§ **TAREA ASIGNADA 1**
Reproduce sin cambios las líneas de los registros que van desde la que contiene "is: latte cup." hasta el final de los registros, con ambos extremos incluidos.

§ **FRAGMENTO DEL TEXTO**
****
# Tv hypson de 29" bloqueado



## osotronico (Jul 4, 2013)

Buen dia amigos del foro, les hago una pregunta, tengo un tv de 29" marca HYPSON modelo: 29HTV-B016, al encenderlo me aparece el simbolo de una llave en el extremo superior de la pantalla y no me permite ingresar ninguna funcion (el control remoto que tiene es un universal, el original no lo tenia). Mi pregunta es, que debo hacer en ese caso? hay que cambiar la memoria o se puede reprogramar de alguna forma? he buscado info en la web sobre ese televisor y no figura nada. Les agradezco su ayuda.


----------



## el-rey-julien (Jul 4, 2013)

se puede re-programar la memoria ,
ponyprog y el grabador aqui 
http://www.lancos.com/prog.html
para la interface este es el mas sencillo y practico 
http://www.comunidadelectronicos.com/proyectos/eeprom.htm

y lo mas importante, te dejo los datos de la eeprom para que lo grabes,
descomprime el archivo y te queda un archivo con la extencion .*e2p *
ese es el archivo


----------



## dantonio (Jul 4, 2013)
****
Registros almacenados
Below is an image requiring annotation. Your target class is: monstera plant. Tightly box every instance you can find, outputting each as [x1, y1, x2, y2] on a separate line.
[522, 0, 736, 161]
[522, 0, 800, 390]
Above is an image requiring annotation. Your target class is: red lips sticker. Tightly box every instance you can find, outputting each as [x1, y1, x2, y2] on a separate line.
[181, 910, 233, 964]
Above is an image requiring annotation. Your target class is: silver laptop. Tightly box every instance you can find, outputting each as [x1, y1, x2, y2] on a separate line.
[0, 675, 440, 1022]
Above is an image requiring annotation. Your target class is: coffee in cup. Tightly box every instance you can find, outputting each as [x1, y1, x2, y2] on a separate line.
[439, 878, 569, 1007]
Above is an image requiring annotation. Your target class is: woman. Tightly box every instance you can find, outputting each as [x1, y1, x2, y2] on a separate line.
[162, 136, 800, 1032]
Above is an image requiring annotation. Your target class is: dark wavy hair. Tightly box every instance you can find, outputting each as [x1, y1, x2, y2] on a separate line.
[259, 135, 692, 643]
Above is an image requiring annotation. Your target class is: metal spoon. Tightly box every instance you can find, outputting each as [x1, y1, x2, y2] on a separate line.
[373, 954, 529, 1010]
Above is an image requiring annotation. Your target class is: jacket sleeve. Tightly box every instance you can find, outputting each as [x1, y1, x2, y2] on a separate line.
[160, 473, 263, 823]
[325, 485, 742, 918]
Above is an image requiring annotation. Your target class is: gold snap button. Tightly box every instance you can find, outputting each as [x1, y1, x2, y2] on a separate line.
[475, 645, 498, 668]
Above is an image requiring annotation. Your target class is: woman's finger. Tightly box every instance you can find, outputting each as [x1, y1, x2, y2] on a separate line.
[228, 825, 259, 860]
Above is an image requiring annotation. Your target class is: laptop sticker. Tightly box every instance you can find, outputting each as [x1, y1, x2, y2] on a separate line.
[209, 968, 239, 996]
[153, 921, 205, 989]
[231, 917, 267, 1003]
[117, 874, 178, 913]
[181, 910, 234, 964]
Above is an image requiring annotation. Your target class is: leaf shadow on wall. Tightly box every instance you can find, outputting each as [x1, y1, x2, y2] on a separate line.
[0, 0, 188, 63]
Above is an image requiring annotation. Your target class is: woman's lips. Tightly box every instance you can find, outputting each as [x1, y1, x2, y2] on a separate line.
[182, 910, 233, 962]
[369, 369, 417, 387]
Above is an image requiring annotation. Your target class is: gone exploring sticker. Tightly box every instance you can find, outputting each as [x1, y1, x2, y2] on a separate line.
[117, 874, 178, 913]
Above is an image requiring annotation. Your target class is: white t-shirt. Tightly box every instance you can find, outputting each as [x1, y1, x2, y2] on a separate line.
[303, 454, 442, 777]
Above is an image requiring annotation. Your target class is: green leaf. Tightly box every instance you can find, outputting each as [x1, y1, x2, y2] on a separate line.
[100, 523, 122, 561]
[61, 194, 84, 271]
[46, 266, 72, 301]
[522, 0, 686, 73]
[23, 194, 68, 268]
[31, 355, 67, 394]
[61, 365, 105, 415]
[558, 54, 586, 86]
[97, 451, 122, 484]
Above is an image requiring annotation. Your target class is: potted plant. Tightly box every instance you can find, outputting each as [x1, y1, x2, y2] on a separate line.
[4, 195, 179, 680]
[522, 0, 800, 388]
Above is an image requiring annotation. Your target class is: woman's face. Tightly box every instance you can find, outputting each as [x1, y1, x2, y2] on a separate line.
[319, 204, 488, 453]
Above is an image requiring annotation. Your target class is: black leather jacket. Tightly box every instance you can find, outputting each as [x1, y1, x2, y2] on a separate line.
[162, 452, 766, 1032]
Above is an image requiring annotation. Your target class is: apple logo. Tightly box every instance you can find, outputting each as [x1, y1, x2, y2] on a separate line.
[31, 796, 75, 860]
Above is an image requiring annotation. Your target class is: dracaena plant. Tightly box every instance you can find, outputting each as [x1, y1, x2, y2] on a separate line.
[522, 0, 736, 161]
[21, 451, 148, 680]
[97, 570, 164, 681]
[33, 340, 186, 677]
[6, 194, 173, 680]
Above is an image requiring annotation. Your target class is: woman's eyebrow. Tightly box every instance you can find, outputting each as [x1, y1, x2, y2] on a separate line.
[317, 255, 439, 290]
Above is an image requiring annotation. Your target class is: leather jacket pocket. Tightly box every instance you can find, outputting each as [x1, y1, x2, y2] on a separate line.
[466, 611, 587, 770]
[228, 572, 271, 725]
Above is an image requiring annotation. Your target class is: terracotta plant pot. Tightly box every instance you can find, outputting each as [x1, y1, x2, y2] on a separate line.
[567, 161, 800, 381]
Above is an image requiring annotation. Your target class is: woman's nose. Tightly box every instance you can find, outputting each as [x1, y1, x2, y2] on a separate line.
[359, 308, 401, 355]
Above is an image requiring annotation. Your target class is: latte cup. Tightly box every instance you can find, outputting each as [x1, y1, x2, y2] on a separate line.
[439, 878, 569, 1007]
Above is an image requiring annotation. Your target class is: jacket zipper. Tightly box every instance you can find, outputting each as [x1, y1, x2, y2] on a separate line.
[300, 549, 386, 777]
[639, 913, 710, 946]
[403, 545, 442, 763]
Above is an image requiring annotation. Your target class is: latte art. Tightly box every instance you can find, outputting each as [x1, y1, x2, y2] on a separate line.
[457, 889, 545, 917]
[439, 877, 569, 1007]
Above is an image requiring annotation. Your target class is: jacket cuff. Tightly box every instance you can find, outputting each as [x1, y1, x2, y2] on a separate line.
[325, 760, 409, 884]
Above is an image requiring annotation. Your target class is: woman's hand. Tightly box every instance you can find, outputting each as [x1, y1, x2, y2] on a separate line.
****
§ **TAREA ASIGNADA 2**
Prosigue el hilo del foro sobre el televisor Hypson de 29" bloqueado a partir del punto en que termina.

§ **RESULTADO 1**
Above is an image requiring annotation. Your target class is: latte cup. Tightly box every instance you can find, outputting each as [x1, y1, x2, y2] on a separate line.
[439, 878, 569, 1007]
Above is an image requiring annotation. Your target class is: jacket zipper. Tightly box every instance you can find, outputting each as [x1, y1, x2, y2] on a separate line.
[300, 549, 386, 777]
[639, 913, 710, 946]
[403, 545, 442, 763]
Above is an image requiring annotation. Your target class is: latte art. Tightly box every instance you can find, outputting each as [x1, y1, x2, y2] on a separate line.
[457, 889, 545, 917]
[439, 877, 569, 1007]
Above is an image requiring annotation. Your target class is: jacket cuff. Tightly box every instance you can find, outputting each as [x1, y1, x2, y2] on a separate line.
[325, 760, 409, 884]
Above is an image requiring annotation. Your target class is: woman's hand. Tightly box every instance you can find, outputting each as [x1, y1, x2, y2] on a separate line.

§ **RESULTADO 2**
Ese aparato emplea el chasis  HE828A. 
Para intentar desbloquearlo desde el control remoto original mantener pulsada la tecla DISPLAY 
por unos 5 segundos. Otra alternativa es pulsar la tecla lock desde el control remoto, si éste la trae.
Comenta el resultado.
Saludos.


----------



## osotronico (Jul 4, 2013)

muchas gracias por el dato "el-rey-julien".
muchas gracias a ti tambien"dantonio" ese dato que me das es muy bueno, lo malo es que el tele no tiene el remoto original, solo tiene un universal (el cual solo tiene las funciones de ch+, ch-, vol+, vol- y enc), las demas funciones que trae el remoto universal no son compatibles con ese tele.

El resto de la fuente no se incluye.